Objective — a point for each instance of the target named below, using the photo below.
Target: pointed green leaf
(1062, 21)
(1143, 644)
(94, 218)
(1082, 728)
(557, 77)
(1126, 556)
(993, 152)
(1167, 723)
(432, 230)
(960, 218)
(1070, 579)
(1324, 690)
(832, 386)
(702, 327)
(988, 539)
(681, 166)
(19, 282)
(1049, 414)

_ _ _ _ _ _ _

**WHAT TO PRODUCE**
An exact written copy of every entry is the required answer.

**RESPONSE TO THE EXERCISE**
Objective — a point for each instance of the target named below, using the photo below.
Target: pointed green leaf
(1062, 21)
(1143, 644)
(94, 218)
(1082, 728)
(557, 77)
(1126, 556)
(993, 152)
(1167, 723)
(432, 230)
(960, 218)
(1070, 579)
(1324, 690)
(832, 386)
(702, 327)
(988, 539)
(681, 166)
(19, 282)
(1049, 414)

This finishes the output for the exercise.